A empresa reforçou sua coleção de mangás, garantindo o estoque necessário para atender à explosão de demanda surgida nos últimos anos, de acordo com Shannon DeVito, diretora de livros da empresa. Também presta atenção aos livros que ganham destaque no TikTok, onde vídeos virais de leitores chorando por conta dos livros que amam levaram muitos títulos à lista de best-sellers.

Estante de não ficção na nova livraria Barnes and Nobles em Hingham, no estado americano do Massachusetts - Cody O'Loughlin/The New York Times

A Barnes & Noble, além disso, parou de aceitar pagamento de editoras para colocar livros em lugares de destaque em suas lojas, como as vitrines ou perto da entrada. Daunt disse que a prática parecia um jeito fácil de ganhar dinheiro, mas causava uma sucessão de problemas: livros que ninguém queria comprar eram exibidos com destaque, e grande número deles terminavam devolvidos. (Uma excentricidade do mercado de livros é que exemplares não vendidos podem ser devolvidos às editoras, com restituição plena do dinheiro pago, uma prática que data da Grande Depressão. Os custos de transporte e armazenagem podem ser altos.)

Agora, os gerentes das lojas têm autonomia para escolher que livros desejam promover.

"Ainda que pareça que estamos erguendo as mãos aos céus piamente e dizendo que ‘por favor, não me deem dinheiro’", disse Daunt, "na verdade o que dissemos foi que não queríamos arcar com todos os custos associados a aceitar aquele dinheiro, isso sem nem mencionar o fato de que a prática nos levava a operar livrarias realmente horríveis".

→ **Ordem de trabalho 1**:
Resuma em duas frases o trecho sobre a Barnes & Noble.
→ **Ordem de trabalho 2**:
Retome o trecho sobre a Barnes & Noble logo após a última frase e escreva a continuação.

→ **Informações fornecidas**:
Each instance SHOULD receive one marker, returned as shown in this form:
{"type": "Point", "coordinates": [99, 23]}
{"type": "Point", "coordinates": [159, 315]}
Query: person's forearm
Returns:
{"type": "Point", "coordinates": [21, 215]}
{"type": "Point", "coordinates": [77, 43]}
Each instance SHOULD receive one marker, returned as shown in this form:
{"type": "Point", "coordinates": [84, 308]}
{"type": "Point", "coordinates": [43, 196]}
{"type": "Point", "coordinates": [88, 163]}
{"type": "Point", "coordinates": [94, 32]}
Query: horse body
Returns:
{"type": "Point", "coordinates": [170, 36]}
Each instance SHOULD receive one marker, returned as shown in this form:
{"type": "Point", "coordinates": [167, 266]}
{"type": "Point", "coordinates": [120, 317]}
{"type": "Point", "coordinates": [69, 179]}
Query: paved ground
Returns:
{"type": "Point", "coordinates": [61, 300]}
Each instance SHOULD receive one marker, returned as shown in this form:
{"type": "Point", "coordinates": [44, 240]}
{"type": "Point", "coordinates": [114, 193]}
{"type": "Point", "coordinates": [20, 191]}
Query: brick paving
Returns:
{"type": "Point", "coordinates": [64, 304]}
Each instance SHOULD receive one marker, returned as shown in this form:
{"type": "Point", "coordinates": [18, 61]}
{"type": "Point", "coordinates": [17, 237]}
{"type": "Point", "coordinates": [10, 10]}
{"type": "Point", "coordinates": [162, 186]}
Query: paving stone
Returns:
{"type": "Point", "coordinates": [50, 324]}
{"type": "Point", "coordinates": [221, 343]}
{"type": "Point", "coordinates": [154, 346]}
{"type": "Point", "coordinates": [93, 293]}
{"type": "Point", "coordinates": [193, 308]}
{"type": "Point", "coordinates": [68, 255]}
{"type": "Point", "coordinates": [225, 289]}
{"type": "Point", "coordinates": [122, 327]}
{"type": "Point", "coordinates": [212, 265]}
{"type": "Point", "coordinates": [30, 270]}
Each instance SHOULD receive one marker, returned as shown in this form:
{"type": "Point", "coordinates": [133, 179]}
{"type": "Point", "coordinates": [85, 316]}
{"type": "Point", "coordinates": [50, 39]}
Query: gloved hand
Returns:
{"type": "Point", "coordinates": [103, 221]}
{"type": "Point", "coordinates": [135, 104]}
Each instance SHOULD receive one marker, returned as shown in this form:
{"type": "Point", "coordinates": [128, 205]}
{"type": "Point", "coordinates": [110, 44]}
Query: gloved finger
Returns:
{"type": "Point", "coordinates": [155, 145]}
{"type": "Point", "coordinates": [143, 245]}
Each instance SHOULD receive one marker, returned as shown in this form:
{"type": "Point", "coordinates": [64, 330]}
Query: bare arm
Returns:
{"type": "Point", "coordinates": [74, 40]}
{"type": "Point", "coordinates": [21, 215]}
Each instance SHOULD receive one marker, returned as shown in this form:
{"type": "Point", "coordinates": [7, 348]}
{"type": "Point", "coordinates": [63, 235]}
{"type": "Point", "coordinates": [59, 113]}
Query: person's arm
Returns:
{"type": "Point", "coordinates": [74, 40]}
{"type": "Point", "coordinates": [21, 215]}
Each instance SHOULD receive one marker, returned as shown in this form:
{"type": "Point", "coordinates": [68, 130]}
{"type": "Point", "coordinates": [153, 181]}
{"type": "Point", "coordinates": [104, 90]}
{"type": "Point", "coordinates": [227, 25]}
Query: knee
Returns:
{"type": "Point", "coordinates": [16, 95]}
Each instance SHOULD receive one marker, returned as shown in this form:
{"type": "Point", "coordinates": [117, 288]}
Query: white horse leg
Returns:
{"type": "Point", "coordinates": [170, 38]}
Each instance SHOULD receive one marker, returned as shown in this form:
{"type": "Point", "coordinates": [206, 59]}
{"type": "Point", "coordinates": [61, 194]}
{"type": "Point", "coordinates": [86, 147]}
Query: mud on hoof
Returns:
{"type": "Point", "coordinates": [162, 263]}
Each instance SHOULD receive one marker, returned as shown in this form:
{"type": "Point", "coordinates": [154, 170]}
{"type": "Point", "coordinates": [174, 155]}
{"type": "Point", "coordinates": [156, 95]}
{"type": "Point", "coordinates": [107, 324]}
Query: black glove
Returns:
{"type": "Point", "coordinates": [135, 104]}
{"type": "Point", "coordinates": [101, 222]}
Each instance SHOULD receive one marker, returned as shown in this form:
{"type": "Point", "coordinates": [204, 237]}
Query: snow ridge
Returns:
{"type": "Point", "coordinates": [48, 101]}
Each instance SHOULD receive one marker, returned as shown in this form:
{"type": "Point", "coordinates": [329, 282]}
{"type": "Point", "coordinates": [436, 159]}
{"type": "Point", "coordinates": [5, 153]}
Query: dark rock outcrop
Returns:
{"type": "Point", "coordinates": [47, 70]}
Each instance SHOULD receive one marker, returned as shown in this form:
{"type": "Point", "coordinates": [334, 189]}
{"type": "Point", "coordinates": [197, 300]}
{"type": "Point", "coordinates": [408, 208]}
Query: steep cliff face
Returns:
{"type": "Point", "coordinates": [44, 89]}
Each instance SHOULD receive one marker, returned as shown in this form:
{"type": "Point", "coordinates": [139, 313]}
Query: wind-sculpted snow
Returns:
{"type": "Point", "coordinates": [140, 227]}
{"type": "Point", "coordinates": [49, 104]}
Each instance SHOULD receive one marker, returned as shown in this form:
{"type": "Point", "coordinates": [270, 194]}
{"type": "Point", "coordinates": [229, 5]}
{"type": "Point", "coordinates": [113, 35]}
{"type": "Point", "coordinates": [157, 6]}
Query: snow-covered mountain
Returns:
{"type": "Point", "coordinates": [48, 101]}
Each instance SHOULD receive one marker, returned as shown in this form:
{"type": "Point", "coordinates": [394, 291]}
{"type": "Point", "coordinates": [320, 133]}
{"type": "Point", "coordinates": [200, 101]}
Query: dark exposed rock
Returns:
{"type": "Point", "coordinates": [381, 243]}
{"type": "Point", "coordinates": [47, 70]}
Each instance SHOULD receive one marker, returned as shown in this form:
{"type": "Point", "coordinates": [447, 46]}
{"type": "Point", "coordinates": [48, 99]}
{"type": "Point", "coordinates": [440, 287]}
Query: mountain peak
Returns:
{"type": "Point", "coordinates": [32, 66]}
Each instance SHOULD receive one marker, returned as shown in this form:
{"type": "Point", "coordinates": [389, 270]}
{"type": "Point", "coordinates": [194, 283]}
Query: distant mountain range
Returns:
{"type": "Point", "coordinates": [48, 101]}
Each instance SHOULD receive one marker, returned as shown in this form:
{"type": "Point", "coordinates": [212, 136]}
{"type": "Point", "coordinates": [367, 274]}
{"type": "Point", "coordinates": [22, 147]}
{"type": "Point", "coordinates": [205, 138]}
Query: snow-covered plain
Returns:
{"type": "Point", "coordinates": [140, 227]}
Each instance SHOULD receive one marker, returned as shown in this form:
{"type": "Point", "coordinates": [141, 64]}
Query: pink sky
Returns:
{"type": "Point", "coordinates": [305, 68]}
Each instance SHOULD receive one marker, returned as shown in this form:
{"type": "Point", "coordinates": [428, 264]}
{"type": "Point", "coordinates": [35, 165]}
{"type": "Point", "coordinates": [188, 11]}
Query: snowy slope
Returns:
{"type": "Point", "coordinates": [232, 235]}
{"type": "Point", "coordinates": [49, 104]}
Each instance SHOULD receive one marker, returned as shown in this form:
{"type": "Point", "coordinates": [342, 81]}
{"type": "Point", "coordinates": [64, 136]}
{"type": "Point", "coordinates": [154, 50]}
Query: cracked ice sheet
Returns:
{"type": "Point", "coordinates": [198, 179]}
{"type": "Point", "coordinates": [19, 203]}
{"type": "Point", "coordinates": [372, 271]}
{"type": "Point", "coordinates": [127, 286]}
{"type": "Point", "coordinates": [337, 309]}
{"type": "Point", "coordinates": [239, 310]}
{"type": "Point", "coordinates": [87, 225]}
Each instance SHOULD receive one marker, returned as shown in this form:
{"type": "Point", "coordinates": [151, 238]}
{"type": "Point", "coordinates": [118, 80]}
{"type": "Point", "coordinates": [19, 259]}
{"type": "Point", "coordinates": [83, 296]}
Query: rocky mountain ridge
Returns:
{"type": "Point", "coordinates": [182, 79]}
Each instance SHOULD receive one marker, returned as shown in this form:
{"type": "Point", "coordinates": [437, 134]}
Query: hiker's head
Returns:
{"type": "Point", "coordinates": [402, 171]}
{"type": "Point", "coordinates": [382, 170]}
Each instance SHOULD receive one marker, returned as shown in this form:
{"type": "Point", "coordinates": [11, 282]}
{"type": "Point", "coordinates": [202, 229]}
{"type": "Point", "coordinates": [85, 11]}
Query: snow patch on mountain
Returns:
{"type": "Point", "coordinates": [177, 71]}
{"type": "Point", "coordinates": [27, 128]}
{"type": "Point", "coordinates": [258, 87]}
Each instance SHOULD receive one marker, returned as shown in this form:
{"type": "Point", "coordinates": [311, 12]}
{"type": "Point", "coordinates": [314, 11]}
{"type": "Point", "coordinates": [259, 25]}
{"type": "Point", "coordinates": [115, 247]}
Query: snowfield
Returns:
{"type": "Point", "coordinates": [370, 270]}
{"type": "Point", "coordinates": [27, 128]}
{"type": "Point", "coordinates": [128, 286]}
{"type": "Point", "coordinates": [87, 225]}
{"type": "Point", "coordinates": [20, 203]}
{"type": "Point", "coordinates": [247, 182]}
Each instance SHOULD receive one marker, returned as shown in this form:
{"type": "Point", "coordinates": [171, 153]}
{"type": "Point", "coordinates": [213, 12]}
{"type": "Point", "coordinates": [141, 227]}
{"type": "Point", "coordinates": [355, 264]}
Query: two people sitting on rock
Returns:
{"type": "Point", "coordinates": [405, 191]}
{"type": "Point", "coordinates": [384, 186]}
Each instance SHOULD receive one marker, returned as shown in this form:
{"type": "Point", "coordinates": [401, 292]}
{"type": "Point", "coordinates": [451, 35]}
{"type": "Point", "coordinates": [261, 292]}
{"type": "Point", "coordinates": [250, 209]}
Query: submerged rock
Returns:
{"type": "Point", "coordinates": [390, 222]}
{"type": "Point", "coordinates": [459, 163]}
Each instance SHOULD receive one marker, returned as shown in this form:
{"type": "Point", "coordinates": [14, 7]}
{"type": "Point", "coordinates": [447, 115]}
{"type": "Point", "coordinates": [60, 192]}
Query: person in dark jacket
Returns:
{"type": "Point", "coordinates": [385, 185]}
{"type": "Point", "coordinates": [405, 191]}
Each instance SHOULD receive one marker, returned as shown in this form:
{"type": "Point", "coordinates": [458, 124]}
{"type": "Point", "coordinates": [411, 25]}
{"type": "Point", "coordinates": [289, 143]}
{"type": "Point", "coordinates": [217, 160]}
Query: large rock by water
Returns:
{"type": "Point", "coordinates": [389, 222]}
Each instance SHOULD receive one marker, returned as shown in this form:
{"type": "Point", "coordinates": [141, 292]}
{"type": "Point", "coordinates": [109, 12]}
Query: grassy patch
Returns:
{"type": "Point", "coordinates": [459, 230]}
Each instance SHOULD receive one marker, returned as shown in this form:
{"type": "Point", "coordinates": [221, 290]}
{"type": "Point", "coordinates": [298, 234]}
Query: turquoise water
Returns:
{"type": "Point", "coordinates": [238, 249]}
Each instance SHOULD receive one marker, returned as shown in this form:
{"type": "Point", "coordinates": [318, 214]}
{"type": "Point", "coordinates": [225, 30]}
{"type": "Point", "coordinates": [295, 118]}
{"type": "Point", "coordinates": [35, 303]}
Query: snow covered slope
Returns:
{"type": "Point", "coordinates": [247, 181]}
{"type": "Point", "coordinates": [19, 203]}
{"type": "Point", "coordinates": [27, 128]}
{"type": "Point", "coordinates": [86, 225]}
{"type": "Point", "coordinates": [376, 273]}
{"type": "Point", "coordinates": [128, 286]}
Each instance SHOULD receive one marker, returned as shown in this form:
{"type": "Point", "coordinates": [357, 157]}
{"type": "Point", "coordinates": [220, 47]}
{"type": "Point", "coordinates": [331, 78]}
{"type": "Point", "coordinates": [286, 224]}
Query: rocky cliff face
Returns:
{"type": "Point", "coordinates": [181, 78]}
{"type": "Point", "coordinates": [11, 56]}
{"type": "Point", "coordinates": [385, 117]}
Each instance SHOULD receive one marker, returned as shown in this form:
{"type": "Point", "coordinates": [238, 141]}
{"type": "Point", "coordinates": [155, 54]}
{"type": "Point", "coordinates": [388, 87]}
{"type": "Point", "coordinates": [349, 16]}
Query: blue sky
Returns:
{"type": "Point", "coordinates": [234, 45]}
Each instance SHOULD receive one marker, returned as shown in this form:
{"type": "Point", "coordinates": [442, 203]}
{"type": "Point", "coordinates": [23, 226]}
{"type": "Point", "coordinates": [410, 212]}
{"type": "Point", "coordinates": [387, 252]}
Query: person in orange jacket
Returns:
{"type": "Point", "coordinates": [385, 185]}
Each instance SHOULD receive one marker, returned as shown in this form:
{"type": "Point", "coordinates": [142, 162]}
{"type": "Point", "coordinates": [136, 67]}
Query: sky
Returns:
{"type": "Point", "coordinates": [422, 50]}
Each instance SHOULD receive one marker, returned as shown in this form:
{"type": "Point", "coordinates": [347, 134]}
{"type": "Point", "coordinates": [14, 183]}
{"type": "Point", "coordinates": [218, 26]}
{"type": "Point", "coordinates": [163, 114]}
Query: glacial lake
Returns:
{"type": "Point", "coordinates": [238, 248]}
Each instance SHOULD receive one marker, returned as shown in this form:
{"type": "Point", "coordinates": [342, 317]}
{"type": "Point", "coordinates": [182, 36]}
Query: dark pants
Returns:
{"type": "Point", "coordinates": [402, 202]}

→ **Campo de resposta 1**:
A Barnes & Noble reforçou sua coleção de mangás, acompanha os livros que ganham destaque no TikTok e parou de aceitar pagamento de editoras para expor livros em lugares de destaque, prática que, segundo Daunt, fazia exibir livros que ninguém queria comprar e resultava em muitas devoluções. Agora os gerentes das lojas escolhem os livros que desejam promover, e Daunt afirmou que a empresa não quis arcar com os custos associados a aceitar aquele dinheiro.

→ **Campo de resposta 2**:
Depois de passar por anos de descuido e pouca preocupação com a aparência, a Barnes & Noble começou a reformar suas lojas, muitas das quais não substituíam seus carpetes há 15 anos; pouco depois de se tornar presidente, Daunt disse que as lojas da Barnes & Noble eram "meio feinhas".

Quando a empresa fechou todas as suas lojas em 2020 por conta da pandemia, usou a pausa para se refrescar. Paredes foram pintadas. Móveis foram rearranjados. Alguns mostruários volumosos foram substituídos por mesas menores. E, no final do ano passado, a cadeia começou uma redecoração mais ampla.

Os negócios online da Barnes & Noble também melhoraram. O segmento cresceu em 35% com relação ao nível anterior à pandemia, disse Daunt, embora responda por apenas 10% das vendas totais das lojas. Depois de anos de baixo investimento em seu leitor eletrônico Nook, a empresa começou a investir de novo. Recentemente, o app do Nook foi redesenhado, e uma nova versão do aparelho foi lançada antes das festas do ano passado.

A reorganização da Barnes & Noble não foi indolor. A equipe do escritório central foi reduzida à metade, estimou Daunt. Boa parte dessa redução aconteceu por meio de demissões, o que incluiu a demissão de muitos compradores de livros, cujas funções passaram a ser exercidas pelas unidades locais.

Mas a redução de sua equipe central permitiu que a empresa abrisse mão de dispendiosos escritórios em Nova York. A equipe restante ocupa dois andares da loja base da Barnes & Noble na Union Square, em Manhattan, um espaço pelo qual a empresa já pagava aluguel.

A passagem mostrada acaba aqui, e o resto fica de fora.